### Material to process
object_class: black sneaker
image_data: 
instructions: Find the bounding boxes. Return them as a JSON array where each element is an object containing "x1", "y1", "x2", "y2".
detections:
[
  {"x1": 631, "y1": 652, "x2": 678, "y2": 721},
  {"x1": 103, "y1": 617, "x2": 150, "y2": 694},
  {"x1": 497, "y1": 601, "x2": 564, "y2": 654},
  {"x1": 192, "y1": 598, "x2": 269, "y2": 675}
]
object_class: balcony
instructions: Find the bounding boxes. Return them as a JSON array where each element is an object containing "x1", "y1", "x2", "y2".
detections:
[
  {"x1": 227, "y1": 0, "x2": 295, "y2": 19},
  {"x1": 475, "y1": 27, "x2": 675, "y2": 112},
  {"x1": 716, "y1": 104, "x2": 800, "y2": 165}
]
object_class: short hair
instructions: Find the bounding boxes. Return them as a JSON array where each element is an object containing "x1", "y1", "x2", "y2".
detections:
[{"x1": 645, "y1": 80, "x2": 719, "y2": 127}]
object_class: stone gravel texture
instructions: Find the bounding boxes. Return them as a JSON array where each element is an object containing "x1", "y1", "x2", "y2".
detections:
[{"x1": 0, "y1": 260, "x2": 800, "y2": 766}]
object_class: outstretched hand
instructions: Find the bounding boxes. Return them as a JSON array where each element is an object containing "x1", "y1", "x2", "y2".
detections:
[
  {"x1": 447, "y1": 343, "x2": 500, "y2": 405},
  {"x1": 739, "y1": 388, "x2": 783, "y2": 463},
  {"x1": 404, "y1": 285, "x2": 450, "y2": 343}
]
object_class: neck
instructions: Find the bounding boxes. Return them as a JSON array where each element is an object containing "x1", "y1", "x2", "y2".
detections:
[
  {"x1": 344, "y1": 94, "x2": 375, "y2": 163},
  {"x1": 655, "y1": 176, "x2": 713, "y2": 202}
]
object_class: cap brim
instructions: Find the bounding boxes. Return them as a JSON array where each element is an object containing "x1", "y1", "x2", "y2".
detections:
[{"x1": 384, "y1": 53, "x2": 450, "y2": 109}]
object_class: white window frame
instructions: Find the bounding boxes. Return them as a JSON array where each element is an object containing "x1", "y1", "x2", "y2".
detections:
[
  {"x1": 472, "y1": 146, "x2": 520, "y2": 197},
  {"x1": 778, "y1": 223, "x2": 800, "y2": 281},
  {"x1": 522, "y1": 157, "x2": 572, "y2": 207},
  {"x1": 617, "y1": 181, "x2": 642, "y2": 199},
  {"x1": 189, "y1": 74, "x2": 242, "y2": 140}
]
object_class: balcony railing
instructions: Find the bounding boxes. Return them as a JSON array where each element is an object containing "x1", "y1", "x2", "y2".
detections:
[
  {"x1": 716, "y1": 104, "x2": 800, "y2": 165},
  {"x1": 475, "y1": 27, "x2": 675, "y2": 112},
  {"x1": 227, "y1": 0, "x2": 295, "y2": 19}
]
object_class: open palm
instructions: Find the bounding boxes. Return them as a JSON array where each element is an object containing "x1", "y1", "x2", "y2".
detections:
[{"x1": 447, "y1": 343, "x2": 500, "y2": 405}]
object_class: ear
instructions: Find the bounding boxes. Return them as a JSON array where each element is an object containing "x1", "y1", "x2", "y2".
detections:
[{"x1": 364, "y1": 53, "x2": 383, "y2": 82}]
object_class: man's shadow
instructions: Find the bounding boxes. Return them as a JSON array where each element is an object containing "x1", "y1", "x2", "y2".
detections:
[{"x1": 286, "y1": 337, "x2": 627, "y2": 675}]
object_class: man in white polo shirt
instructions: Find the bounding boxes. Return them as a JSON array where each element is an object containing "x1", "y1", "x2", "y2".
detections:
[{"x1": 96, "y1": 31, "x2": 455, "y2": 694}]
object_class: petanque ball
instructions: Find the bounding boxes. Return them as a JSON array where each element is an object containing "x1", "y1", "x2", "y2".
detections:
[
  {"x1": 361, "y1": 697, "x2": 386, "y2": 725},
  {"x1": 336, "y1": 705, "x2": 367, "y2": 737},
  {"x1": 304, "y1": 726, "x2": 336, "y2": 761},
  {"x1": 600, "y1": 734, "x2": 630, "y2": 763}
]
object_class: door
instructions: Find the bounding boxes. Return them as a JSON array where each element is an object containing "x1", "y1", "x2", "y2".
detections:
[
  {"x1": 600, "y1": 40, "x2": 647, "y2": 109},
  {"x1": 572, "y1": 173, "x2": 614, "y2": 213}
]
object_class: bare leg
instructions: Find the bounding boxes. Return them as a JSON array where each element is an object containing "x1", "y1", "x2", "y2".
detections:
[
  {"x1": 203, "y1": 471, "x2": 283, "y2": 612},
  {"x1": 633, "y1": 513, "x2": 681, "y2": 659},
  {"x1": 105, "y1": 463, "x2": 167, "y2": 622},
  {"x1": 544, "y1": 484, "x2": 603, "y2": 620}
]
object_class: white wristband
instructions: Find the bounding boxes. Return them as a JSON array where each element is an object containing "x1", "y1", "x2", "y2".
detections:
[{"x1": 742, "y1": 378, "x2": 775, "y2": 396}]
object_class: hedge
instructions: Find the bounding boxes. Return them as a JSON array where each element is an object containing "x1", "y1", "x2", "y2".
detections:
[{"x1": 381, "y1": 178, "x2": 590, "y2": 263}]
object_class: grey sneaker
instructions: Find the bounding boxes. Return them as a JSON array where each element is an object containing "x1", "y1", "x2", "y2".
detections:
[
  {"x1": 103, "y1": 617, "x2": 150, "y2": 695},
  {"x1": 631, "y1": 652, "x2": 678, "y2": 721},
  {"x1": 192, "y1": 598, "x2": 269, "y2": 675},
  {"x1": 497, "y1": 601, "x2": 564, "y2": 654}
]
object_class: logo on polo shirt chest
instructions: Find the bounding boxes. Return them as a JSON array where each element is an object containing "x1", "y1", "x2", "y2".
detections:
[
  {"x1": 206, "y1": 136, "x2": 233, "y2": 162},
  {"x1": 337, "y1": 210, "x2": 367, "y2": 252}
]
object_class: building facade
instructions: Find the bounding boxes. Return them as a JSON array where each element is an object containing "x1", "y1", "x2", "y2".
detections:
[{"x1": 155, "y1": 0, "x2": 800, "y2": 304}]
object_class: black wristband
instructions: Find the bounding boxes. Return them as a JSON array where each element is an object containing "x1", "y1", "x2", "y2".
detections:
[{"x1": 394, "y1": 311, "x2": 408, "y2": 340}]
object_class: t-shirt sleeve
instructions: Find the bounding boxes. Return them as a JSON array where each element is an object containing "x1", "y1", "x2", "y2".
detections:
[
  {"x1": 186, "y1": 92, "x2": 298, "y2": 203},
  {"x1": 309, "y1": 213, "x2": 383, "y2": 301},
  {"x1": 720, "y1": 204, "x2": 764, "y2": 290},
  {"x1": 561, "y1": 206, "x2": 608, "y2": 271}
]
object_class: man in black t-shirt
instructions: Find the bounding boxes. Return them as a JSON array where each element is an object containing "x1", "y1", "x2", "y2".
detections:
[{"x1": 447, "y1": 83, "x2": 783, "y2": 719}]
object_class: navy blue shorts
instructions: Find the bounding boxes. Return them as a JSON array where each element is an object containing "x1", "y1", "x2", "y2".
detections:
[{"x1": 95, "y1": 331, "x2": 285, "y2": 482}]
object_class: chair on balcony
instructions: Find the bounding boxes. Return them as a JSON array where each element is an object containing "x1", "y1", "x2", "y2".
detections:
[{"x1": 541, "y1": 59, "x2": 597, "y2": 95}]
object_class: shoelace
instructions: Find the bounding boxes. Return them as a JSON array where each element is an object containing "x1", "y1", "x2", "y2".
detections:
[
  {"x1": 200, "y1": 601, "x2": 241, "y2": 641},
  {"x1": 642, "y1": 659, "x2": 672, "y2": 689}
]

### Work to complete
Scale the lines starting at the one containing "object_class: black wristband" and ending at the final line. Reproduce every line in that span, requests included, with each bounding box coordinate in the answers multiplied by 1.4 and rounded to a whole number, halves rounding up.

### The reply
object_class: black wristband
instructions: Find the bounding boxes. Return them as a JSON array where each element is an object containing "x1", "y1", "x2", "y2".
detections:
[{"x1": 552, "y1": 435, "x2": 571, "y2": 476}]
object_class: t-shirt sleeve
instructions: Find the bounding boxes. Return them as a JSON array where each element is an object containing "x1", "y1", "x2", "y2".
detections:
[
  {"x1": 260, "y1": 129, "x2": 417, "y2": 284},
  {"x1": 433, "y1": 298, "x2": 536, "y2": 421},
  {"x1": 1008, "y1": 286, "x2": 1070, "y2": 406},
  {"x1": 785, "y1": 288, "x2": 851, "y2": 379}
]
object_class: man in black t-shirt
instructions: Find the bounding boxes. Return them as a JSON array where each element is an object containing "x1", "y1", "x2", "y2".
detections:
[{"x1": 626, "y1": 116, "x2": 1096, "y2": 1007}]
object_class: navy blue shorts
instructions: Find the bounding boxes. Return them as a JSON array where each element is an object containing "x1", "y1", "x2", "y2".
detections:
[{"x1": 133, "y1": 463, "x2": 399, "y2": 675}]
object_class: chair on balcony
instructions: Find the bounding boxes. Return them as a JSON array where each element is an object containing "x1", "y1", "x2", "y2".
detections:
[{"x1": 757, "y1": 83, "x2": 836, "y2": 133}]
object_class: shoelace
instructions: Find the bounding boxes. Return them as a JSON array where each element is an object containing "x1", "y1", "x2", "y2".
detections:
[
  {"x1": 280, "y1": 841, "x2": 337, "y2": 897},
  {"x1": 899, "y1": 923, "x2": 941, "y2": 965}
]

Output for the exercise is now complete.